* _PROBLEM TO WORK ON_
Please count the lines of the material below that contain the string "negative", treating uppercase and lowercase as different, and give only the number.

[Stored data]
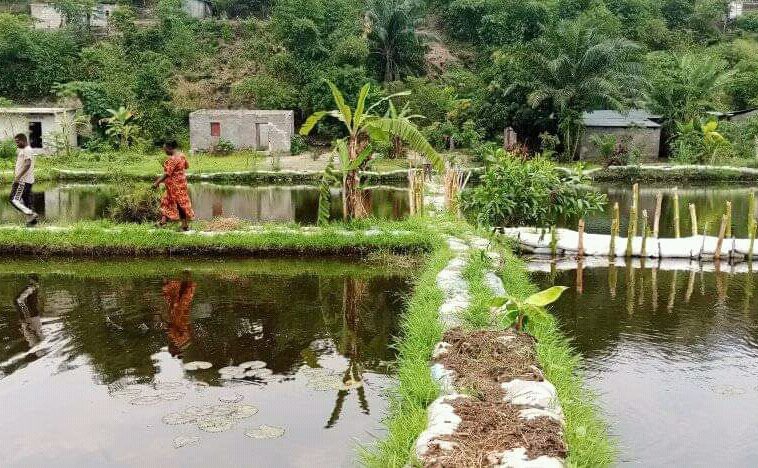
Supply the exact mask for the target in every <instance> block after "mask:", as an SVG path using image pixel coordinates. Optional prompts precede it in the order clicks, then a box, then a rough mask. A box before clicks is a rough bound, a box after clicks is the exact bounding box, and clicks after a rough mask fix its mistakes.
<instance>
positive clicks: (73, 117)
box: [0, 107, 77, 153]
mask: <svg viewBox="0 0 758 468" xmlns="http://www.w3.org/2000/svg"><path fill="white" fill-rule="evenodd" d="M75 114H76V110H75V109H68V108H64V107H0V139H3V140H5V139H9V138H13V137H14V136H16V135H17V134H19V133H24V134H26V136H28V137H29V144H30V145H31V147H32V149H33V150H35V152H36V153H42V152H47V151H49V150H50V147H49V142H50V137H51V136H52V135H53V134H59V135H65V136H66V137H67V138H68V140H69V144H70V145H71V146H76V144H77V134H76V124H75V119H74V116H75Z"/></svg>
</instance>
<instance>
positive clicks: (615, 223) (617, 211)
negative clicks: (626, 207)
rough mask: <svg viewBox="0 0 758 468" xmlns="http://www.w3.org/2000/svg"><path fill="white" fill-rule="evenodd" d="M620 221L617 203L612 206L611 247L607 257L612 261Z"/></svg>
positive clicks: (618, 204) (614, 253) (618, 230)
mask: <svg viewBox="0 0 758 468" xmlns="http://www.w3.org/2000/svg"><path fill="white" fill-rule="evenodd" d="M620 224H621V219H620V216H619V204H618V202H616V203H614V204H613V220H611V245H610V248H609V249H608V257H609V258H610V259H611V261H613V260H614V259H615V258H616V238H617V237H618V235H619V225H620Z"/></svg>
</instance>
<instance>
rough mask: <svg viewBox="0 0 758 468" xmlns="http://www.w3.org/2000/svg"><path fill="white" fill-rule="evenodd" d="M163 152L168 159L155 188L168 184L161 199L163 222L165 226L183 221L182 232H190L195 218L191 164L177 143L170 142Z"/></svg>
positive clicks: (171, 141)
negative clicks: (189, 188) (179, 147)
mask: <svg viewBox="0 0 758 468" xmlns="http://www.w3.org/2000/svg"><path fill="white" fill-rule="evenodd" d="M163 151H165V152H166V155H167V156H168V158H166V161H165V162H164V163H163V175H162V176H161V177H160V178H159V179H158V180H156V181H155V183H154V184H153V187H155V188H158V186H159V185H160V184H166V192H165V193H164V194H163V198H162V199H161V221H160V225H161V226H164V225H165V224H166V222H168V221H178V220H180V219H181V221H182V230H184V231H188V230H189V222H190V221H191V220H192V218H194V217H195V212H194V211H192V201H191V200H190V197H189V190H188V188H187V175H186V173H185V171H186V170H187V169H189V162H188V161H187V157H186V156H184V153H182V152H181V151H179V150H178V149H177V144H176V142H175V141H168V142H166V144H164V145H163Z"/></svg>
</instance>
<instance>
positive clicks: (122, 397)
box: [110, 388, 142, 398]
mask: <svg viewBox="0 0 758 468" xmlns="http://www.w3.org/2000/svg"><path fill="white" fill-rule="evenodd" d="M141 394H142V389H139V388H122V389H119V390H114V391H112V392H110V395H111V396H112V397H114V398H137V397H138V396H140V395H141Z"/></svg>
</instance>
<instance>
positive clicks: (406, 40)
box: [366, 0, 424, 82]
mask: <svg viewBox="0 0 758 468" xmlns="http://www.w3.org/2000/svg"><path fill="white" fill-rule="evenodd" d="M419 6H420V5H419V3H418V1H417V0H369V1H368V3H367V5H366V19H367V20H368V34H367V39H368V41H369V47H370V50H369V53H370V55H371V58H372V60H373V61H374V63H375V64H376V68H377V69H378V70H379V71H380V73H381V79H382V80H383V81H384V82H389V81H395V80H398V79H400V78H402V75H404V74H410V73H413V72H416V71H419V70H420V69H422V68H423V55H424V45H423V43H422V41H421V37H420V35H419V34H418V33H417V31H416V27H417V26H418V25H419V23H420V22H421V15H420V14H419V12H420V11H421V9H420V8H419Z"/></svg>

---

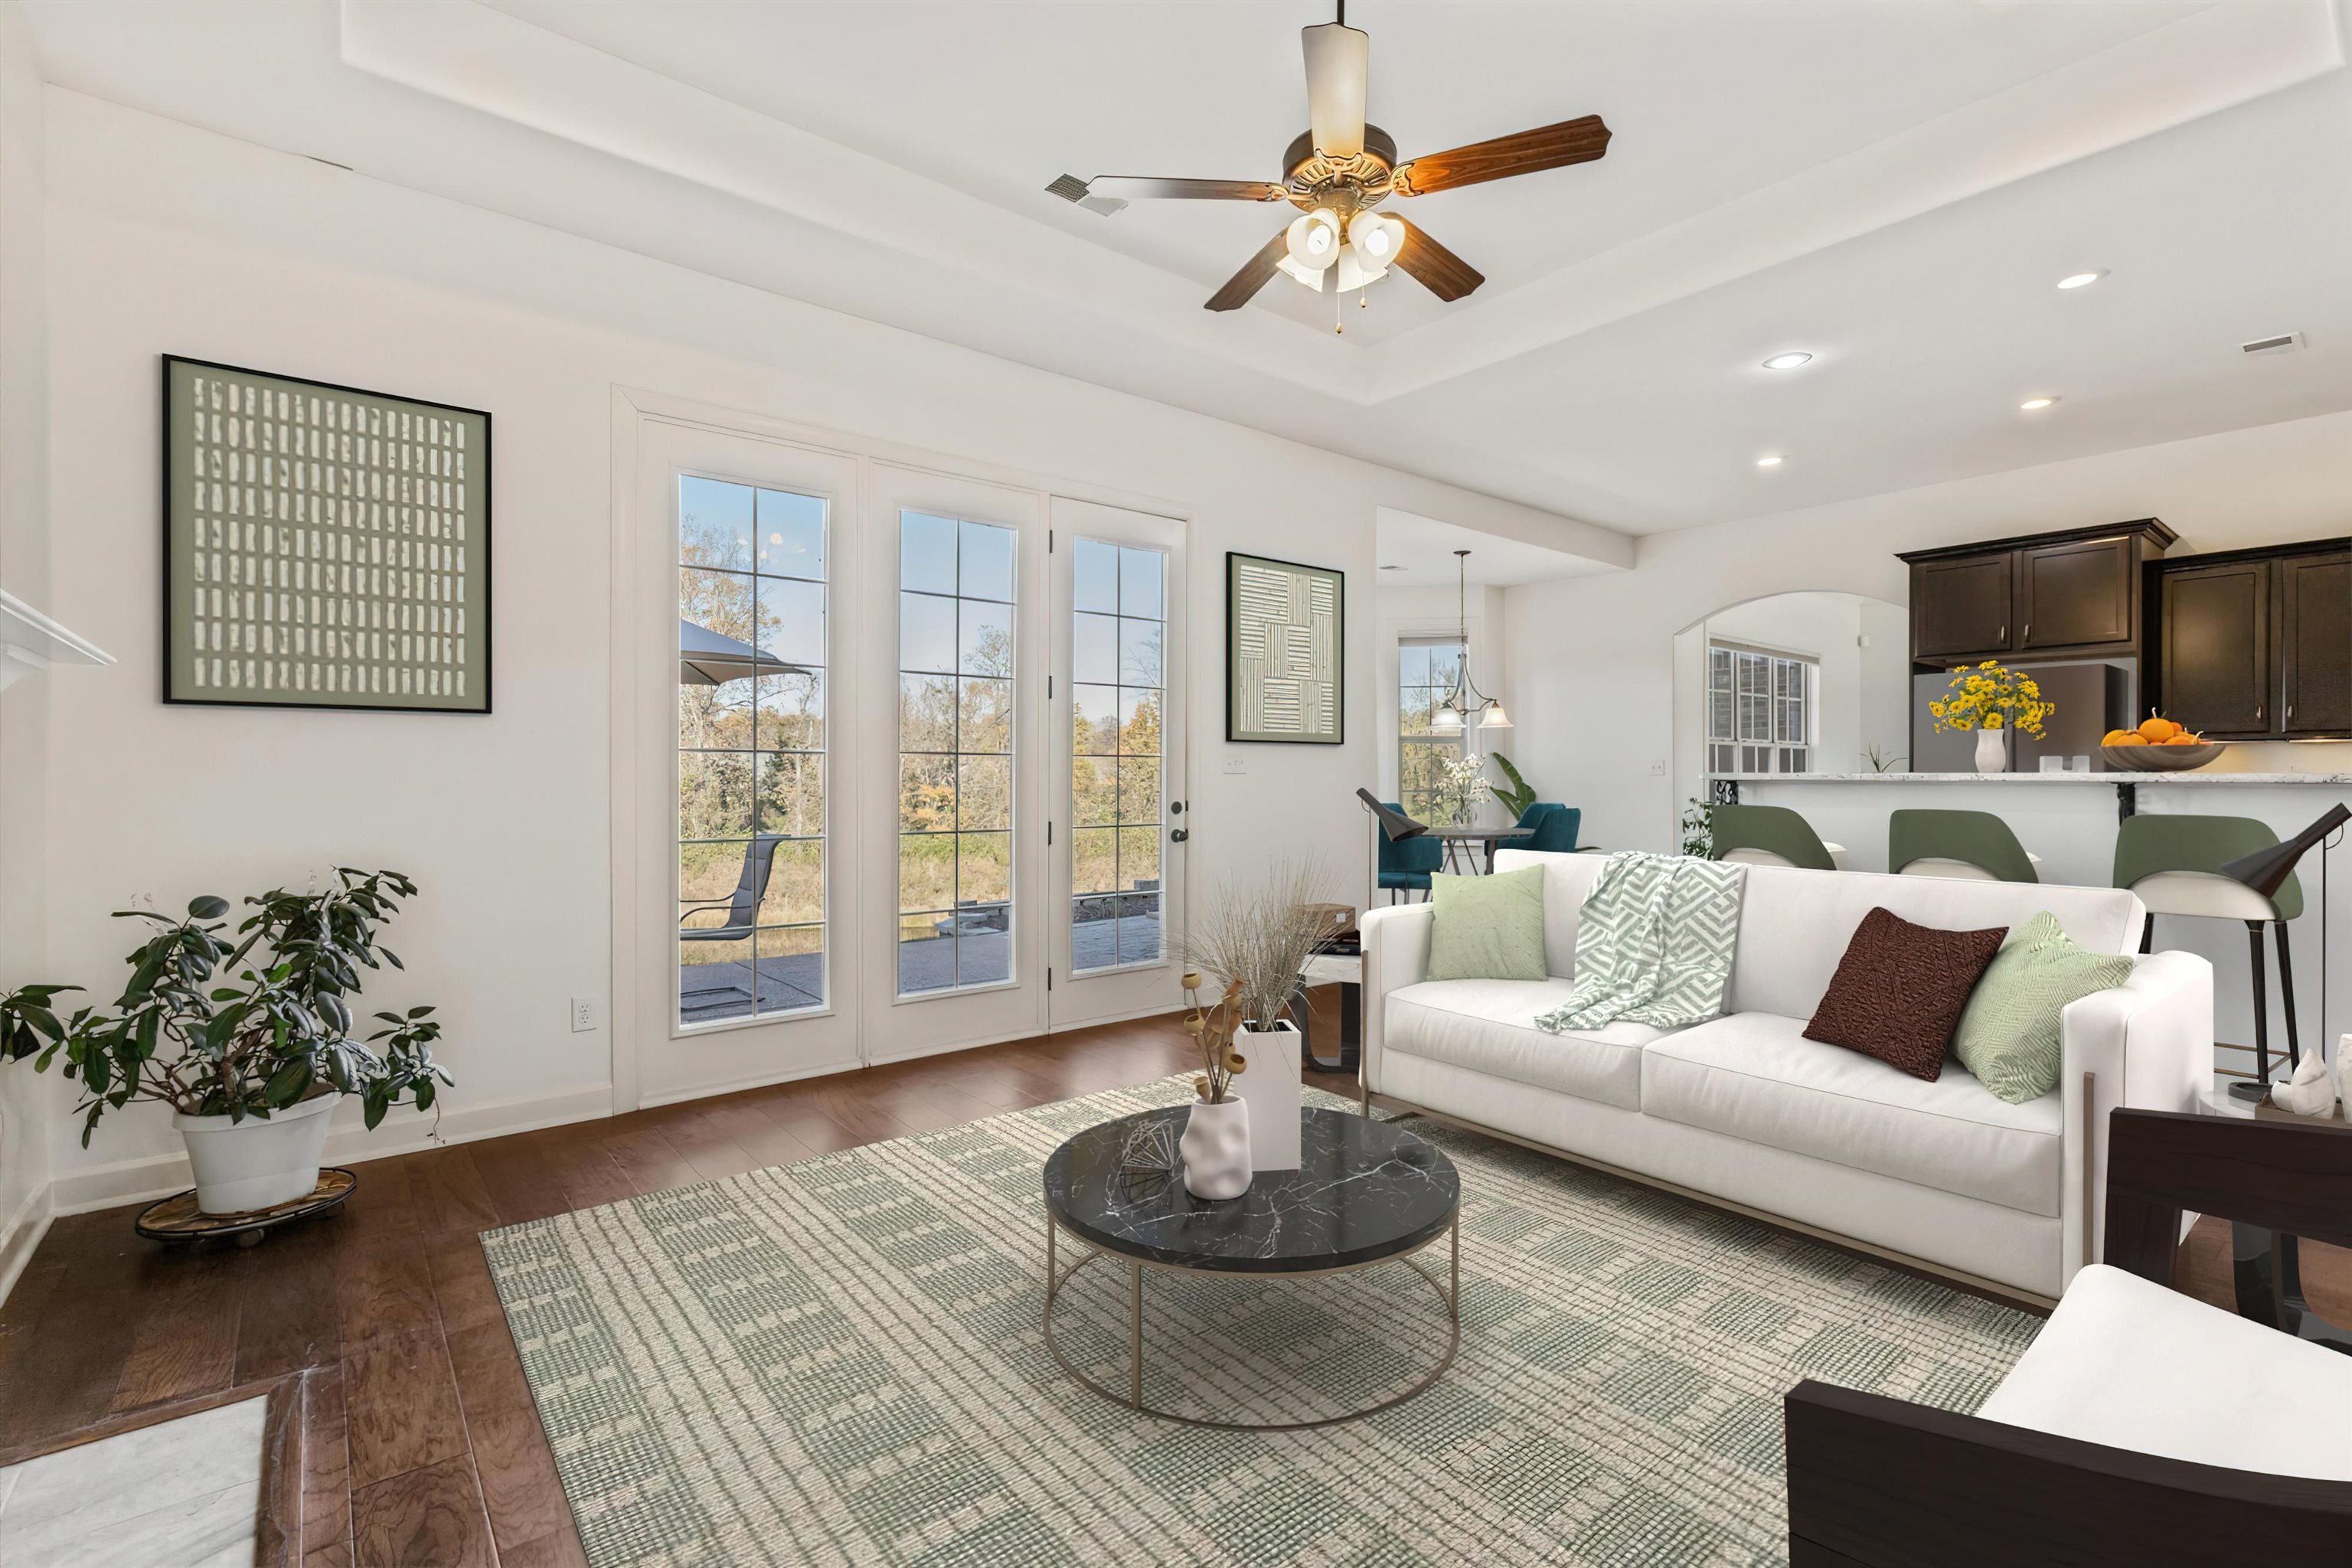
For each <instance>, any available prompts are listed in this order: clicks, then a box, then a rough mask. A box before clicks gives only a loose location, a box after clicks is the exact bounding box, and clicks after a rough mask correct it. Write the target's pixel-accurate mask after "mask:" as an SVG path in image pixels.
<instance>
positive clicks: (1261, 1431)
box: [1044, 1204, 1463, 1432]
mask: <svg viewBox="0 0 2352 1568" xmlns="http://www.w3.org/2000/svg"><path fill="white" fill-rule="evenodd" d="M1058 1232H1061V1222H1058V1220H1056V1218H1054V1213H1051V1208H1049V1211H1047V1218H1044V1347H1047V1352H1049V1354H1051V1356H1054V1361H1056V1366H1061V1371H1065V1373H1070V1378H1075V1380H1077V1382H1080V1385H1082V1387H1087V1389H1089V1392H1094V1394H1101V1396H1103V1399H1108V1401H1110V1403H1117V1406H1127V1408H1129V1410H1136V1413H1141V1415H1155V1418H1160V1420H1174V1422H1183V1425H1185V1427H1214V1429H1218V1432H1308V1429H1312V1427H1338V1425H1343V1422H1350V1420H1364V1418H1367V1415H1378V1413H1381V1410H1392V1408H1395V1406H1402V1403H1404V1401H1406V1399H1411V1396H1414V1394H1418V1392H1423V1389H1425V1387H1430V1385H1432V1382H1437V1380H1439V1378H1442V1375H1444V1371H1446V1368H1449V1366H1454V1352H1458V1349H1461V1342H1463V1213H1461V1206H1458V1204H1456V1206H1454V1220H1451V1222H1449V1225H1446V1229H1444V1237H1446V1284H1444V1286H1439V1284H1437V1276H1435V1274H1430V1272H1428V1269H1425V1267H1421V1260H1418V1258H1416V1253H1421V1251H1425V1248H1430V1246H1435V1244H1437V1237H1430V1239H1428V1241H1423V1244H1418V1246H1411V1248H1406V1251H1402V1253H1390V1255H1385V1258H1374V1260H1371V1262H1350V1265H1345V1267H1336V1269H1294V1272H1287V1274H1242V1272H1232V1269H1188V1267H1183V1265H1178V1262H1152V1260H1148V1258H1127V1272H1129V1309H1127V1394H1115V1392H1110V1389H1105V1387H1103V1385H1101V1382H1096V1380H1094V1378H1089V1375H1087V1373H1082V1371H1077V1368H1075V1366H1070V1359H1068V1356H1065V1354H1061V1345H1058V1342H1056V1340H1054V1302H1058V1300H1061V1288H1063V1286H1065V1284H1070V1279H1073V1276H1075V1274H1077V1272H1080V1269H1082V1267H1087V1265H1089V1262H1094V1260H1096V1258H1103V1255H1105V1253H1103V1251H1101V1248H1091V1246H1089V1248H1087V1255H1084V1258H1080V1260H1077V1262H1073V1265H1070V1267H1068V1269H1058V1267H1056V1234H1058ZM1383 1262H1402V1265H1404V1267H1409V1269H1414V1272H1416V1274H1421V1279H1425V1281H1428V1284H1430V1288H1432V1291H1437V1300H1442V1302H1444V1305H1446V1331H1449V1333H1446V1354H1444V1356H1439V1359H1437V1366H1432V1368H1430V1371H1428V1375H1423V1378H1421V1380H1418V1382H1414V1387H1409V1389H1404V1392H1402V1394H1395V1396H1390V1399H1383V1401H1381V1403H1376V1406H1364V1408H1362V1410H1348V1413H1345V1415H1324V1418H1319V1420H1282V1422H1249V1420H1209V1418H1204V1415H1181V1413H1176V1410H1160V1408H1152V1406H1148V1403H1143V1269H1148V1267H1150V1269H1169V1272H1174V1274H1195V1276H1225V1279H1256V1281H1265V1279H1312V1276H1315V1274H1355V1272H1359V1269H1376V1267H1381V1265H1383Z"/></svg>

* _OUTPUT_
2